• Study questions:
1 - In the article on the Bolsonaro stabbing, what percentage of voters say they would never cast a ballot for him?
2 - Pull out everything in the article on the Bolsonaro stabbing from "Bolsonaro was already" down to "across the board.", copied word for word.

• Quoted passage:
□ □ □ □ □

As the country waits for more news of Bolsonaro’s health, supporters have taken to Facebook, Twitter, and WhatsApp to urge him to continue his campaign. And all of the other contenders for the presidency have put their campaign commitments on hold. Whatever unfolds in the coming days, it is already clear that the stabbing will change election dynamics in two ways.

First, the violent attack will highlight Bolsonaro’s pledge to lift restrictions on gun purchases (purportedly to allow Brazilians to better defend themselves) and give police more discretion to use lethal force. The candidate is known for being a gun enthusiast, and during a recent campaign rally, he said that, after he won the elections, his supporters would “kill them all,” referring to left-wing Workers’ Party supporters.

Bolsonaro’s proposals will likely now appear even more appealing to Brazilians on the right. He may even steal some votes from moderate center-right candidates, who have been reluctant to back more radical revisions of current gun control laws. On the left, though, the attack will be used to argue that Bolsonaro’s inflammatory rhetoric and reckless defense of gun ownership has only heightened the violence. The episode, in other words, will deepen the country’s already vast divisions.

Second, in the coming days, rival candidates will have a hard time attacking Bolsonaro overtly. That will be a major problem for their campaigns, because most television ads have already been recorded. This is particularly disturbing for center-right candidate Geraldo Alckmin, whose well-funded campaign was relying on negative TV ads to convince conservative voters of the dangers of supporting an extreme populist.

Bolsonaro was already a front-runner in the race—now it looks even more likely that he will be one of the two contenders to make it to the runoff on Oct. 28. What impact the stabbing will have on the final vote, though, remains to be seen. Even though he leads the polls with 22 percent of the intended vote, Bolsonaro is still a deeply divisive figure—44 percent of voters say that they would never cast a ballot for him. His misogynous and racist comments on the campaign trail have alienated him from moderates, female voters, and minority groups across the board.

Whether he wins or loses, Bolsonaro’s campaign and the knife attack will change Brazilian politics. He embodies the politics of anger that has swept Brazil over the last four years as a major recession—the biggest in recent history—tanked the economy and as a string of scandals exposed widespread corruption across the political class.

□ □ □ □ □

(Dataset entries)
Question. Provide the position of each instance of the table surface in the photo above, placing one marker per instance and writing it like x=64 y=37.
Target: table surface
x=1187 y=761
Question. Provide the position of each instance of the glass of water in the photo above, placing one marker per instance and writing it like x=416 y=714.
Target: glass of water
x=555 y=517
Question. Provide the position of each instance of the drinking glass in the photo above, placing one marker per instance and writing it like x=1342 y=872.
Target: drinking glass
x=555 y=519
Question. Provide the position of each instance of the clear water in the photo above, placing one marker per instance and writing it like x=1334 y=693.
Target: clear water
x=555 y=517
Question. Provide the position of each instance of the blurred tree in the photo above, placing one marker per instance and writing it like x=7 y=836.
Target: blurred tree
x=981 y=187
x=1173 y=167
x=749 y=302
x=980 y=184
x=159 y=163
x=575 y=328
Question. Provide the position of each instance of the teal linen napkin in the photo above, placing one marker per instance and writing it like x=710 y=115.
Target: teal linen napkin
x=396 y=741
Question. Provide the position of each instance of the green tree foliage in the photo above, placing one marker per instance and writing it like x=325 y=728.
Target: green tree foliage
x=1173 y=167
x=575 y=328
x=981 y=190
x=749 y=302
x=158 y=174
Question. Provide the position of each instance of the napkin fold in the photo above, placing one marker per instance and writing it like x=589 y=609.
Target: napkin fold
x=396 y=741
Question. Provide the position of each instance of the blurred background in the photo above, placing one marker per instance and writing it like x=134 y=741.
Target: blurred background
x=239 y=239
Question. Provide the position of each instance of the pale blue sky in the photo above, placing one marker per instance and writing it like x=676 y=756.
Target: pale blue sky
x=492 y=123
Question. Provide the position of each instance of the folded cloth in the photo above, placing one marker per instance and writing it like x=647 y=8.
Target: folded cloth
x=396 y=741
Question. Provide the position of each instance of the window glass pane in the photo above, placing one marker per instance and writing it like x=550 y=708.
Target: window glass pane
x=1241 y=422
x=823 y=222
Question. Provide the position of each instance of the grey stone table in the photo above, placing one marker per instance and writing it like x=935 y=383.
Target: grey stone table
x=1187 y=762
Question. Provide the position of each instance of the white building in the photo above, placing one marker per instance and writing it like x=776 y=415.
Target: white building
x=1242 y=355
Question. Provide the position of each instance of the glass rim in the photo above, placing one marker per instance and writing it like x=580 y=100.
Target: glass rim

□ □ □ □ □

• Solutions by task:
1 - 44 percent

2 -
Bolsonaro was already a front-runner in the race—now it looks even more likely that he will be one of the two contenders to make it to the runoff on Oct. 28. What impact the stabbing will have on the final vote, though, remains to be seen. Even though he leads the polls with 22 percent of the intended vote, Bolsonaro is still a deeply divisive figure—44 percent of voters say that they would never cast a ballot for him. His misogynous and racist comments on the campaign trail have alienated him from moderates, female voters, and minority groups across the board.